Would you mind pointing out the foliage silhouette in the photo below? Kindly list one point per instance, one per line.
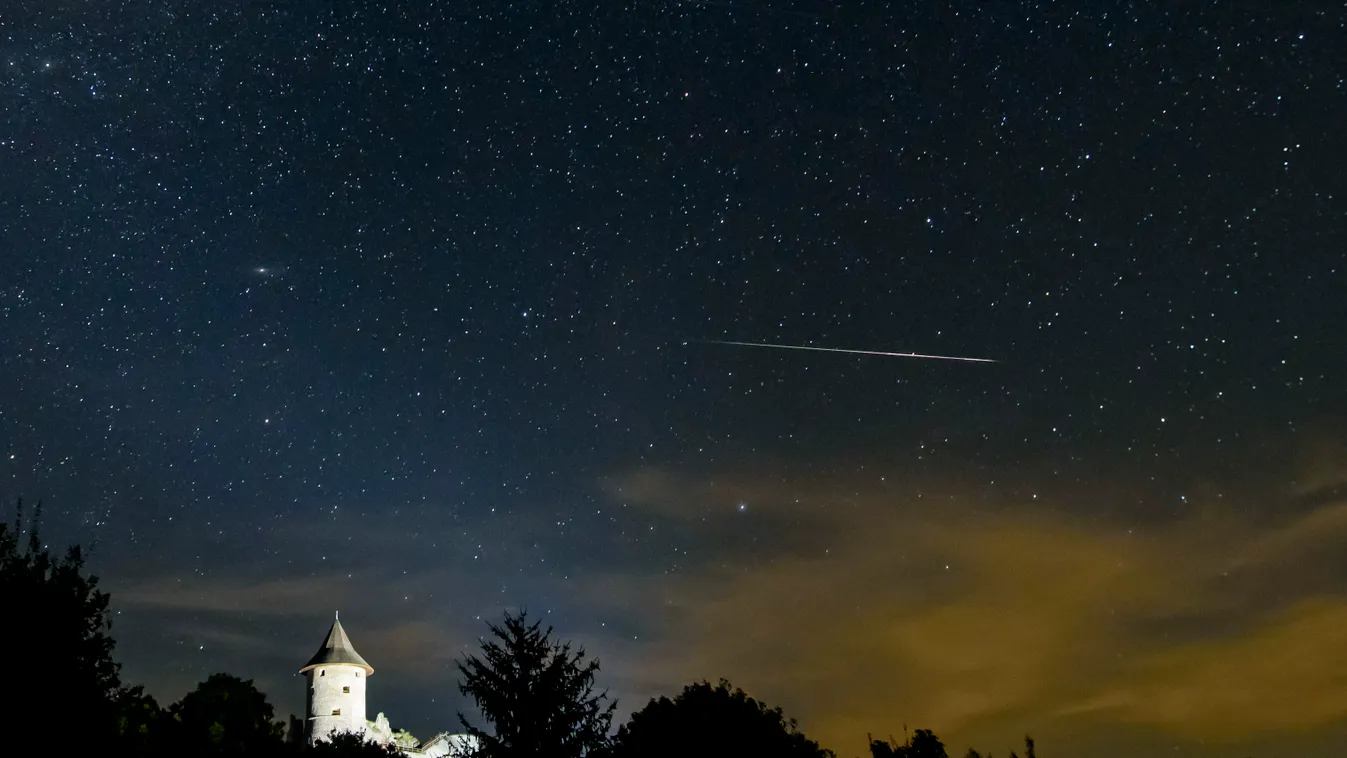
(536, 695)
(225, 716)
(350, 746)
(57, 641)
(923, 743)
(711, 722)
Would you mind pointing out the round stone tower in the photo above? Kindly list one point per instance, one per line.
(336, 677)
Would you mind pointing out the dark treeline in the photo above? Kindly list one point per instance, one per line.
(535, 696)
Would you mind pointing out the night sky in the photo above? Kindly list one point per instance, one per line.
(402, 310)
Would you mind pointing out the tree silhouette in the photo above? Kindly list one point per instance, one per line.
(345, 745)
(225, 716)
(923, 743)
(55, 637)
(710, 722)
(536, 695)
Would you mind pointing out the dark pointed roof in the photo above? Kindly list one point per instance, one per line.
(337, 649)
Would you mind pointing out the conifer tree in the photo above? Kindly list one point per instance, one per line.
(536, 695)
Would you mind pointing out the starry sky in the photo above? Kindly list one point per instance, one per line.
(403, 310)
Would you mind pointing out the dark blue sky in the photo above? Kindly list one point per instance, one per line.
(396, 308)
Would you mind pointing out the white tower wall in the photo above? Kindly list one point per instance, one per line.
(336, 700)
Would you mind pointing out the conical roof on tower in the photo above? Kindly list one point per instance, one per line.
(337, 649)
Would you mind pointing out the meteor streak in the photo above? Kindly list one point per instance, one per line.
(853, 352)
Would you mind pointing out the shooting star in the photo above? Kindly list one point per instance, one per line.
(853, 352)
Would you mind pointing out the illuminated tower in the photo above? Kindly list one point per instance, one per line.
(336, 695)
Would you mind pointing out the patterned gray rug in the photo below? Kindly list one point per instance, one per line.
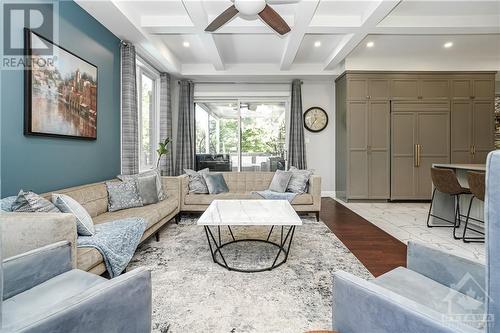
(193, 294)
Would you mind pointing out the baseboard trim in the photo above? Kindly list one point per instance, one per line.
(328, 194)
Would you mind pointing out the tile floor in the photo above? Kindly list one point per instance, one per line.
(407, 221)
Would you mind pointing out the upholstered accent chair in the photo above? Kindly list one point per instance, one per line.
(41, 292)
(436, 293)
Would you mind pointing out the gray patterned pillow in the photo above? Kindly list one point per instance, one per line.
(280, 181)
(147, 189)
(159, 185)
(197, 183)
(215, 182)
(30, 202)
(299, 181)
(122, 195)
(66, 204)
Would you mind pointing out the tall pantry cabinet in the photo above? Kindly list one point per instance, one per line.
(392, 126)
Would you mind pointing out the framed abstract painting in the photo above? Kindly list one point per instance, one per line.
(60, 91)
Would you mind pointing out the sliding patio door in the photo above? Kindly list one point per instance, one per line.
(241, 135)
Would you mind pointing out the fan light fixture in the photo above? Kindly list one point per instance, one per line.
(251, 9)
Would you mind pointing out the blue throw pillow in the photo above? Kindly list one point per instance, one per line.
(215, 183)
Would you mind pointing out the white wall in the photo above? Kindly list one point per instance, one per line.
(320, 147)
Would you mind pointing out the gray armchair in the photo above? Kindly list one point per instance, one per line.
(436, 293)
(43, 293)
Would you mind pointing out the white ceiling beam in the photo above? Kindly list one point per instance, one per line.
(199, 17)
(304, 13)
(375, 15)
(153, 50)
(484, 30)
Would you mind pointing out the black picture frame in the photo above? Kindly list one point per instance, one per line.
(28, 91)
(305, 115)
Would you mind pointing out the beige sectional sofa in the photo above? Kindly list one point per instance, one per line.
(53, 227)
(242, 184)
(34, 230)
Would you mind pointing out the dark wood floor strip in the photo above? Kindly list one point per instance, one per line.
(376, 249)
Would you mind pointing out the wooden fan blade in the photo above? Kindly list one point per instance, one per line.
(222, 19)
(274, 20)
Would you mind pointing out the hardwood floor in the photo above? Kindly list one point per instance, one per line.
(376, 249)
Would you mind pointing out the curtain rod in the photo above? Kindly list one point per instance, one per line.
(231, 82)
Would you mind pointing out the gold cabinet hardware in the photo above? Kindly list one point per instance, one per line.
(419, 151)
(415, 155)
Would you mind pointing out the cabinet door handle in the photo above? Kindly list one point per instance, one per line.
(415, 155)
(419, 151)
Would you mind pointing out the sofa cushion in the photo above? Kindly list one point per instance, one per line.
(166, 207)
(299, 180)
(93, 197)
(153, 172)
(197, 183)
(122, 195)
(67, 204)
(149, 213)
(39, 302)
(147, 187)
(303, 199)
(248, 181)
(280, 181)
(87, 258)
(206, 199)
(215, 182)
(30, 202)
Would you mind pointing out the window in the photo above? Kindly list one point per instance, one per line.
(147, 88)
(240, 135)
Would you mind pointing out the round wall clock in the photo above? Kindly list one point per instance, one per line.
(315, 119)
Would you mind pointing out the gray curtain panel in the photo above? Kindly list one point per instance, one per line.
(185, 145)
(167, 162)
(296, 146)
(130, 130)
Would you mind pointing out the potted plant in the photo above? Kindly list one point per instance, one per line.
(162, 150)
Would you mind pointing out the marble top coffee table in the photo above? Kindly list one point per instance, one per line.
(227, 213)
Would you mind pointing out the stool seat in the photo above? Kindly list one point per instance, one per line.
(445, 181)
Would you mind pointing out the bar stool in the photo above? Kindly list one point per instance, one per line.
(445, 181)
(477, 187)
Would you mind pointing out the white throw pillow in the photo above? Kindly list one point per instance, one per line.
(66, 204)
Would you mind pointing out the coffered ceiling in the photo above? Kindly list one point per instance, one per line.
(327, 36)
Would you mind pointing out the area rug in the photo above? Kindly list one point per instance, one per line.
(193, 294)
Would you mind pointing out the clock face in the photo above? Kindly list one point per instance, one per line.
(315, 119)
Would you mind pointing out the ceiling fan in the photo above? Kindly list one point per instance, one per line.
(252, 8)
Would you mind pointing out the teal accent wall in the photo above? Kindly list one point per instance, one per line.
(43, 164)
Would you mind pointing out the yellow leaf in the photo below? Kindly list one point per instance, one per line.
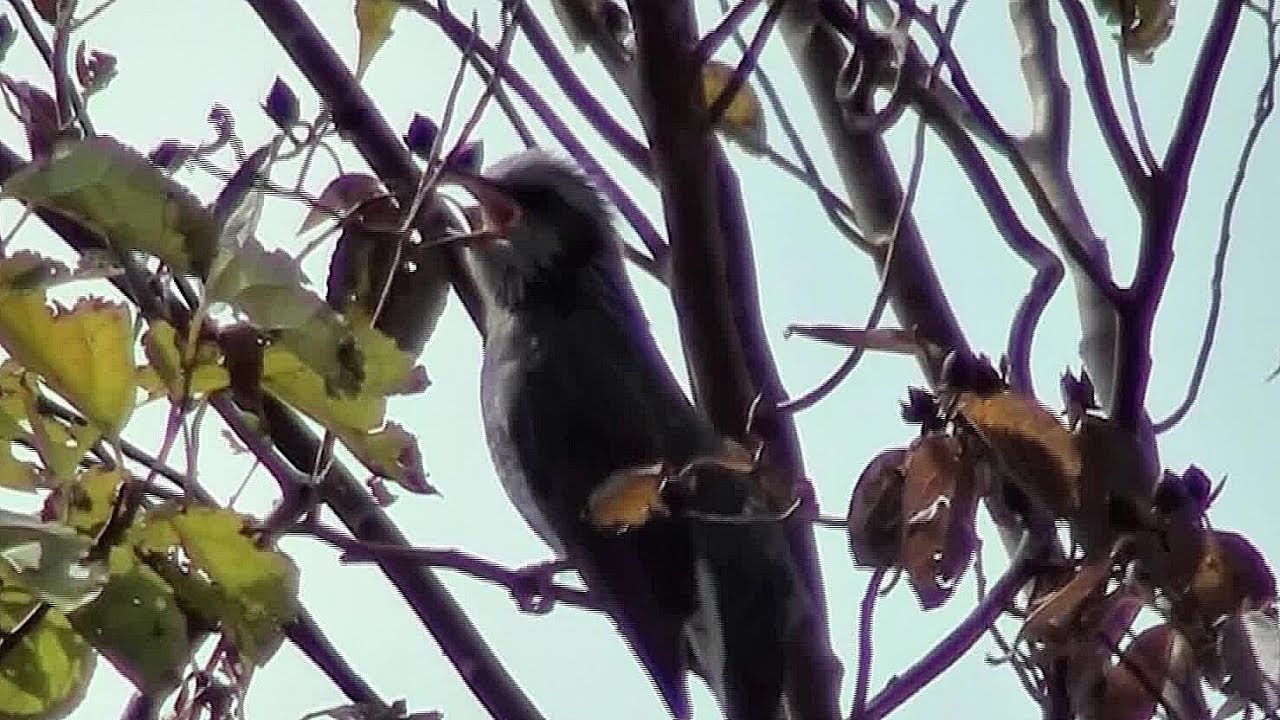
(1037, 450)
(216, 569)
(85, 352)
(743, 118)
(627, 499)
(46, 673)
(117, 192)
(374, 23)
(90, 501)
(16, 474)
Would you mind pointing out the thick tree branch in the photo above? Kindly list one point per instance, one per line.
(1161, 218)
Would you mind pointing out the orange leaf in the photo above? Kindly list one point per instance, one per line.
(627, 499)
(1034, 447)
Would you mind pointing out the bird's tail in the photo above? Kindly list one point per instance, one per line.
(758, 638)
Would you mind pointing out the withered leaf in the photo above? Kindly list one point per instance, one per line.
(1032, 445)
(1159, 660)
(627, 499)
(937, 537)
(876, 511)
(1056, 616)
(1232, 575)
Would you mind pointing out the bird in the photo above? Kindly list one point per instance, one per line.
(574, 390)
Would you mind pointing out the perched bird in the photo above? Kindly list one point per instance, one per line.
(575, 390)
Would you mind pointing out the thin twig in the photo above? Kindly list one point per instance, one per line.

- Requirements -
Word for word, quote the full listing, omitting every picture.

- Solution to this task -
Would you mind pointing out the foliage silhouette in the photo below? Kindly list one point per instance, one per line.
(536, 695)
(225, 716)
(350, 746)
(57, 641)
(923, 743)
(711, 722)
Would you mind pointing out the round stone tower in the photo above? Kindly list one point per instance, one per line.
(336, 677)
Would you mind pointing out the dark treeline in the photo above? Kindly list one point per instance, one per line.
(535, 696)
Would you mind pointing out the night sky in the photo above? Kindly list one point per instance, one per line.
(402, 310)
Would you mind pointing out the tree silhouette in the photo above? Kindly list one point per instance, one per line.
(345, 745)
(225, 716)
(923, 743)
(55, 637)
(710, 722)
(536, 695)
Would you mind pointing out the dark pointed roof in the photo above? Kindly list one point per instance, one per line.
(337, 649)
Would you mind pointing out the conifer tree in the photo above? Kindly list one point per instance, one per line.
(536, 695)
Would you mind pointing out the starry sky in the photo above? Kindly list one point per instance, one per line.
(403, 310)
Would you mind pointing out the dark blue sky in the photo above? Kindly list one point per instance, one per line.
(396, 308)
Would you mind pointing out the white tower wall in the photo above? Kindly list one point per instance, one per line.
(336, 700)
Would you mind pointing out the conical roof on tower in the photo above? Kindly list one point per instance, one per line.
(337, 649)
Would you mind pointing out the meteor streak in the photo above? Kindly list one point per instance, one per line.
(853, 352)
Would you mind pointing out the shooting star in the photo above? Kindly list one point per instance, one per line.
(853, 352)
Would you mind pointing out the illuminated tower in the photo above? Kindly list one point per instance, one per line.
(336, 695)
Would you mind pointing out the patterned gray rug in the photo below? Kindly list one point per instance, one per line.
(193, 294)
Would you mind pointing out the baseboard trim in the photo above? Kindly list one point per instance, one per line.
(328, 194)
Would you mind pointing out the tile floor in the photo above? Kindly list one point per instance, one per line.
(407, 221)
Would you mind pointing out the upholstered accent chair in the photo above? Kindly list one point per instance, one per line.
(41, 292)
(436, 293)
Would you mind pointing out the gray patterned pillow in the photo above? Kindly list one point per instance, one per line.
(280, 181)
(147, 189)
(159, 185)
(197, 183)
(215, 182)
(30, 202)
(299, 181)
(122, 195)
(66, 204)
Would you mind pointing out the tall pantry cabinet in the photo above? Kindly list one point per instance, one per line.
(392, 126)
Would you mind pointing out the framed abstract painting in the photo above? Kindly list one point per instance, one per line.
(60, 91)
Would you mind pointing out the sliding patio door in the photo above? Kindly list one point per instance, one per line.
(241, 135)
Would you mind pointing out the fan light fixture in the photo above? Kindly list one point per instance, one per line.
(251, 9)
Would you mind pointing out the blue throw pillow in the photo above? Kindly list one point per instance, one per line.
(215, 183)
Would you mind pointing out the white wall in the photo above? Kindly list one point per instance, one per line.
(320, 147)
Would you mind pointing out the gray armchair in the photo above? Kindly list one point per instance, one per line.
(436, 293)
(43, 293)
Would you mind pointing out the white ceiling beam in the photo above? Kindly list one point per instance, one per line.
(199, 17)
(304, 13)
(375, 15)
(153, 50)
(484, 30)
Would you mind pointing out the black picture frame in the photo above? Kindly list one point per instance, one per line.
(28, 91)
(305, 115)
Would you mind pointing out the beige sectional sofa in the photo above? Kindly list one point per instance, one per line.
(53, 227)
(242, 184)
(34, 230)
Would you mind pointing out the dark wood floor strip in the photo above? Kindly list one point per instance, one per line.
(376, 249)
Would you mind pointing out the wooden fan blade in the photo above? Kindly list one point per instance, one per line.
(222, 19)
(274, 20)
Would you mind pointing out the hardwood floor in the photo above? Kindly list one point per instance, one per line.
(376, 249)
Would you mind pointing out the curtain rod in the photo above? Kindly list one point per instance, one per line.
(231, 82)
Would you mind pointing out the gold cabinet hardware in the photo above? Kindly list one point per instance, one per line.
(419, 151)
(415, 155)
Would you mind pointing out the cabinet door handle in the photo above? Kindly list one point per instance, one per line.
(415, 155)
(419, 151)
Would you mind pointing out the sofa cushion in the photo above? Kindly list one point per instance, one per line.
(166, 207)
(299, 180)
(93, 197)
(153, 172)
(197, 183)
(122, 195)
(67, 204)
(149, 213)
(39, 302)
(147, 187)
(303, 199)
(248, 181)
(280, 181)
(87, 258)
(206, 199)
(215, 182)
(30, 202)
Would you mind pointing out the window in the photo above? Kindly list one point per instance, one per line.
(147, 88)
(240, 135)
Would you mind pointing out the round wall clock in the photo above? Kindly list one point per instance, one per line.
(315, 119)
Would you mind pointing out the gray curtain panel in the photo above? Kindly list one point per instance, one per line.
(185, 145)
(167, 162)
(296, 146)
(130, 130)
Would you mind pointing out the potted plant in the photo above? Kindly list one point per instance, one per line.
(162, 150)
Would you mind pointing out the marble top coffee table in the photo above? Kindly list one point per instance, one per line.
(227, 213)
Would you mind pointing out the stool seat in the photo above? Kindly list one point per instance, one per line.
(445, 181)
Would you mind pointing out the bar stool in the photo above? Kindly list one point per instance, one per line.
(445, 181)
(477, 187)
Would you mind pointing out the white throw pillow in the photo above? Kindly list one point per instance, one per line.
(66, 204)
Would you mind pointing out the coffered ceiling in the photo above? Kindly list one point per instance, one per line.
(327, 36)
Would you mind pointing out the area rug in the photo above? Kindly list one point per instance, one per line.
(193, 294)
Would you mind pointing out the clock face in the photo above? Kindly list one point per instance, one per line.
(315, 119)
Would you mind pointing out the ceiling fan in the photo above? Kindly list one point per instance, one per line.
(252, 8)
Would you mind pointing out the teal accent wall in the photo above? Kindly list one point per instance, one per line.
(43, 164)
Would you mind pointing out the yellow leaf in the photo below? Kindly list one point per instance, one per line.
(1037, 450)
(216, 569)
(85, 352)
(743, 118)
(627, 499)
(46, 673)
(117, 192)
(374, 23)
(90, 501)
(16, 474)
Would you mind pointing out the thick tree branch in the photo above? Kindly list one point per instance, one per line.
(1161, 218)
Would you mind pointing out the orange leaf in the photo above? Kindly list one point per instance, one per line.
(627, 499)
(1034, 447)
Would you mind pointing out the bird's tail in the photo above? Kindly list one point per instance, one per line.
(758, 638)
Would you mind pointing out the withered leaf in the photo above? Kindly list one point per instance, one per line.
(1032, 445)
(1159, 660)
(627, 499)
(937, 537)
(876, 511)
(1056, 616)
(1232, 575)
Would you mind pointing out the bird in the photo above? Kindly list one point per instance, one per line.
(574, 390)
Would you mind pointing out the perched bird in the photo above? Kindly list one point per instance, one per line.
(575, 390)
Would you mind pointing out the thin twig in the photo above? Kindly list one point per instance, one per line.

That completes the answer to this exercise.